Copy the entries below without changes, starting at the line that contains "Target: man with" and stopping after the line that contains "[80, 406, 613, 1033]".
---------- Data provided
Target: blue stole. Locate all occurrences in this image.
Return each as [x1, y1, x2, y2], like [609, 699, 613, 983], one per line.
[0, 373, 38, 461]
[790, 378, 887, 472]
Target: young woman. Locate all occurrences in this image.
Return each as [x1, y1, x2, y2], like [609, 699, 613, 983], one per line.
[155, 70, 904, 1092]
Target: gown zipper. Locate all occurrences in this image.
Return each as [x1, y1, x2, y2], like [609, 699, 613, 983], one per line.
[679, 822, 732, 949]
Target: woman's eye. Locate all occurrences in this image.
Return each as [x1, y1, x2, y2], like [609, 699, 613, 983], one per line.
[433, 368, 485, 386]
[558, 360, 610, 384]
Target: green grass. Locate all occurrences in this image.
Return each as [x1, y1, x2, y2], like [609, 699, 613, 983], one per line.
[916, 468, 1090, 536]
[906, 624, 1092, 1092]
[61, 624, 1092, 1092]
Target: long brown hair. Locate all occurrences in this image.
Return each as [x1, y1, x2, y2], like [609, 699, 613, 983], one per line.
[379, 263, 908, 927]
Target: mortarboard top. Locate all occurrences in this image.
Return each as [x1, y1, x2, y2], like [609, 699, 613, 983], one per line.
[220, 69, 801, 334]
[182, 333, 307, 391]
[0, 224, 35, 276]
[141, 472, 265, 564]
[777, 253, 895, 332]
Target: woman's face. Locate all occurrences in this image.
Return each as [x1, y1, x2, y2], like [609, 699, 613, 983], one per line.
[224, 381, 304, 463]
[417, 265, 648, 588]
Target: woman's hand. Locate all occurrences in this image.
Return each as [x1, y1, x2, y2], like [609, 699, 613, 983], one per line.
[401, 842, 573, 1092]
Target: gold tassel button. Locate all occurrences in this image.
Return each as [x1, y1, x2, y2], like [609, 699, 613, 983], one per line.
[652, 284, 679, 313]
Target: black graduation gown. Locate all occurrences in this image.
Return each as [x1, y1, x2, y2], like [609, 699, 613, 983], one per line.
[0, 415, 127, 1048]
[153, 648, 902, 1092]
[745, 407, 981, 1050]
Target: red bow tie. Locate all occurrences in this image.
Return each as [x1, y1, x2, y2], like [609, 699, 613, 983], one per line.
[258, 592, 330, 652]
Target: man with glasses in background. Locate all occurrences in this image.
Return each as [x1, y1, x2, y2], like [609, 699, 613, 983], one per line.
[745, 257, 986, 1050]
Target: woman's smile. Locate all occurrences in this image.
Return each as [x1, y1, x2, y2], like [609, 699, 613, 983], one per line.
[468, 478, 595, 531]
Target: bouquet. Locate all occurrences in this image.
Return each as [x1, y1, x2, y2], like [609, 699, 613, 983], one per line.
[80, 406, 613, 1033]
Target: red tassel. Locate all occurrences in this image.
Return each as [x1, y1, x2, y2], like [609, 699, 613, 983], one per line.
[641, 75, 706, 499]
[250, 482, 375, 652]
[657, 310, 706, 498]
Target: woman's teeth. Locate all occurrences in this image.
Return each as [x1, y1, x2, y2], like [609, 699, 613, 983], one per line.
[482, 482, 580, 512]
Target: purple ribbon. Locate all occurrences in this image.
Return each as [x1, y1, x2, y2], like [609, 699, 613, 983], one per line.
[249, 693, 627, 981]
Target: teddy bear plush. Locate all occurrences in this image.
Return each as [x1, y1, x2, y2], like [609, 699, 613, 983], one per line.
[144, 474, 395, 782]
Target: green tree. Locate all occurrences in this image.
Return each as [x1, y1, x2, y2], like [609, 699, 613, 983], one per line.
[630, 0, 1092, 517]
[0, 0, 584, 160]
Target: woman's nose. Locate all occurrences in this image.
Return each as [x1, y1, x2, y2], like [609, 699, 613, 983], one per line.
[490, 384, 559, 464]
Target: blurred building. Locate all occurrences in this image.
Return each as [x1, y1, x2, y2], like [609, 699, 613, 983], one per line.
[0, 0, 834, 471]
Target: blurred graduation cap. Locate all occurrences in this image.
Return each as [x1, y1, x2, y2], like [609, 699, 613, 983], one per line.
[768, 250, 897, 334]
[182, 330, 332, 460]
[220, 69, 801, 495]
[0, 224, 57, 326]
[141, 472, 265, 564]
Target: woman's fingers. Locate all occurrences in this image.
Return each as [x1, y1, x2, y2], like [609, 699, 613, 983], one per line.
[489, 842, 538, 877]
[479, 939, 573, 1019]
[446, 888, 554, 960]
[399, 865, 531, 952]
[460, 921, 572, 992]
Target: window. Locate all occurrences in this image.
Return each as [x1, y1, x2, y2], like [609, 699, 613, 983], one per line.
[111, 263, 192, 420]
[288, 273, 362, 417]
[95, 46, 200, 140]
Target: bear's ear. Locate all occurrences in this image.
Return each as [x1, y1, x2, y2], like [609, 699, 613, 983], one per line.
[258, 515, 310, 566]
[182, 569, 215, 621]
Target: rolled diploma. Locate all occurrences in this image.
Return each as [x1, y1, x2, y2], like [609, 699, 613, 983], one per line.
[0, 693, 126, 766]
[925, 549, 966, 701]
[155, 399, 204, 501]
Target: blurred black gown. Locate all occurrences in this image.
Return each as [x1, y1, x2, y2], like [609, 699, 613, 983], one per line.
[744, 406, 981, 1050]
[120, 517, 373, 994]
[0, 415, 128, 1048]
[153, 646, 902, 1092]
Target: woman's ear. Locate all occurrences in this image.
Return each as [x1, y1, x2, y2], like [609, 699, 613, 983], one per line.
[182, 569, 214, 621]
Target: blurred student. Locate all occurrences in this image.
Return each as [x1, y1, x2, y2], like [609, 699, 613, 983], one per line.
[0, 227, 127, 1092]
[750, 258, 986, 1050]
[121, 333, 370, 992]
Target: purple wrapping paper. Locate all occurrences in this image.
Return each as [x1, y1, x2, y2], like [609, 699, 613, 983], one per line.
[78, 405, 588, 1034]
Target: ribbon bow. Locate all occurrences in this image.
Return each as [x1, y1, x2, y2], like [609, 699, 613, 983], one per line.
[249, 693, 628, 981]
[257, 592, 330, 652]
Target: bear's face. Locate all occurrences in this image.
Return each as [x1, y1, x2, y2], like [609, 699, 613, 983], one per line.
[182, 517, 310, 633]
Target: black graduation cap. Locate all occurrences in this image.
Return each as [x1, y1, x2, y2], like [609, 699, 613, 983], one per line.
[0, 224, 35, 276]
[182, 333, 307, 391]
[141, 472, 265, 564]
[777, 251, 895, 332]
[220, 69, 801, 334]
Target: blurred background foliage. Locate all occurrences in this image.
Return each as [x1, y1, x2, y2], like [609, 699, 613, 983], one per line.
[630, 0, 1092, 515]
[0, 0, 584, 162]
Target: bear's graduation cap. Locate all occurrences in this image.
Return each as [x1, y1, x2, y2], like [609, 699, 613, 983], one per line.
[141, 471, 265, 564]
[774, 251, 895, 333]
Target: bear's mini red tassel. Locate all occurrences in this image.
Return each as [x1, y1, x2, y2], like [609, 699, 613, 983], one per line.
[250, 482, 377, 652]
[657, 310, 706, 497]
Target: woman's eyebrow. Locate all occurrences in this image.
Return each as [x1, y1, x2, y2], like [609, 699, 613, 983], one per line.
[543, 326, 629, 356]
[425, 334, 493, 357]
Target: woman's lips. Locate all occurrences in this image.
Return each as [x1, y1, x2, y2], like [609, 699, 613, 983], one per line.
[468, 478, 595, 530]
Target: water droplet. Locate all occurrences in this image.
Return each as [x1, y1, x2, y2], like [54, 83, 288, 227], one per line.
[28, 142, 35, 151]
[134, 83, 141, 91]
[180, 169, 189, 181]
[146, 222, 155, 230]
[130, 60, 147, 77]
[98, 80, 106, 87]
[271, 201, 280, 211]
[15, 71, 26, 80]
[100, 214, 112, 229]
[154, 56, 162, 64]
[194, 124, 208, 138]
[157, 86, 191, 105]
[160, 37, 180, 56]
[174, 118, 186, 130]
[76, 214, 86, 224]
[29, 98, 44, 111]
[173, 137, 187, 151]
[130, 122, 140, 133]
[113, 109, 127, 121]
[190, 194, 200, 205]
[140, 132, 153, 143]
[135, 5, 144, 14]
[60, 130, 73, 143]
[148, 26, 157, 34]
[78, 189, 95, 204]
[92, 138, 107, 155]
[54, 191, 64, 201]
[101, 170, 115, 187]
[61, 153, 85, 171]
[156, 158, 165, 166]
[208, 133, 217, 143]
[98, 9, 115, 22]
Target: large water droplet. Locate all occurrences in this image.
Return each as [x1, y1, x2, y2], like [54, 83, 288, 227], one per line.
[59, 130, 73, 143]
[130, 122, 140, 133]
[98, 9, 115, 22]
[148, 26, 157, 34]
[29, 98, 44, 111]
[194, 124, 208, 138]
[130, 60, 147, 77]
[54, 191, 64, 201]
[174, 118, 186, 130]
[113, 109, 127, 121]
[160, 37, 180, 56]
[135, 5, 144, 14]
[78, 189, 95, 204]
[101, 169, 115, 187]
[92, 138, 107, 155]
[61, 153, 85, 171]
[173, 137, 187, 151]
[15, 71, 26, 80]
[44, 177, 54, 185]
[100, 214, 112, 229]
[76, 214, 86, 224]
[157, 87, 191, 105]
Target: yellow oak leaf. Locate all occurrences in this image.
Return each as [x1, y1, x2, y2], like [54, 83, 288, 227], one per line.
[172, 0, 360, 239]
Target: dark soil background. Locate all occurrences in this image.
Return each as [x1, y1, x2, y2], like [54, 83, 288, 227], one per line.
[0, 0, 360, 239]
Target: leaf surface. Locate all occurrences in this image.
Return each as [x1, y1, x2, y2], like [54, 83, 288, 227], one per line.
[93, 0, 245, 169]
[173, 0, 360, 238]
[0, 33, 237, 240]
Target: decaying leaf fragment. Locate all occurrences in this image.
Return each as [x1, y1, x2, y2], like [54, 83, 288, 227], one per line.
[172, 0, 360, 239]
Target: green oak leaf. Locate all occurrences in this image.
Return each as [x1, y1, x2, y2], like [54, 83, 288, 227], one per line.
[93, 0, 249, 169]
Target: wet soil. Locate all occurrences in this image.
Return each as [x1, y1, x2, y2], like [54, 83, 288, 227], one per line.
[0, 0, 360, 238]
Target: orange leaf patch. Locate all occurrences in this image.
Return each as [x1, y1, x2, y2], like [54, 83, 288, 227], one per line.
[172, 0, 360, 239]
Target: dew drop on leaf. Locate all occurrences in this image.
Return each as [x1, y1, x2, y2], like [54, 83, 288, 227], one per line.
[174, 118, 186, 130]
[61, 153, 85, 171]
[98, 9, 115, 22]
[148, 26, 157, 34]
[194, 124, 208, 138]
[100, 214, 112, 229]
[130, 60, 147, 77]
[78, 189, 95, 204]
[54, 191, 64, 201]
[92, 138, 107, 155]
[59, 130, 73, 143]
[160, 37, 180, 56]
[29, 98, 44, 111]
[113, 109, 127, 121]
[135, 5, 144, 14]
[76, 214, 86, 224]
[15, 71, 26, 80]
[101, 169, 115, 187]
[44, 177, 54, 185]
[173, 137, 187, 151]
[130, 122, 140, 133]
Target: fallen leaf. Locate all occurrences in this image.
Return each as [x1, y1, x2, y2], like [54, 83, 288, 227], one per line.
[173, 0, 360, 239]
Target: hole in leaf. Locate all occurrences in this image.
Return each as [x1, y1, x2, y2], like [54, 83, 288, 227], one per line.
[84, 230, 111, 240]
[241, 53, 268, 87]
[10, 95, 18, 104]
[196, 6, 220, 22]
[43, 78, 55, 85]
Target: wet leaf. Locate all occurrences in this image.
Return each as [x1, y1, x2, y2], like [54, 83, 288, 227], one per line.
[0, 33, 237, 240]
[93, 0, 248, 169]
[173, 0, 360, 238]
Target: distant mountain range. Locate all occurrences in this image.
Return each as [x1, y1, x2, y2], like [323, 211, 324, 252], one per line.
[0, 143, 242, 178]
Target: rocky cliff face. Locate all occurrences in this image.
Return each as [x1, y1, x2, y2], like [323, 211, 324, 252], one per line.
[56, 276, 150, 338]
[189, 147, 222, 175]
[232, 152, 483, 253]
--------------------
§ Task result
Target: man with glasses in background. Locate all occurrences in this image.
Return each as [x1, y1, x2, y2], like [609, 699, 613, 983], one per line.
[745, 257, 986, 1050]
Target: woman's smile. Locate all occurrences in this image.
Return each as [x1, y1, x2, y2], like [609, 699, 613, 983], one per line.
[468, 478, 595, 531]
Target: bouquet. Locate all occurrences in this image.
Return each as [x1, y1, x2, y2], like [609, 699, 613, 983], one per line.
[80, 406, 613, 1033]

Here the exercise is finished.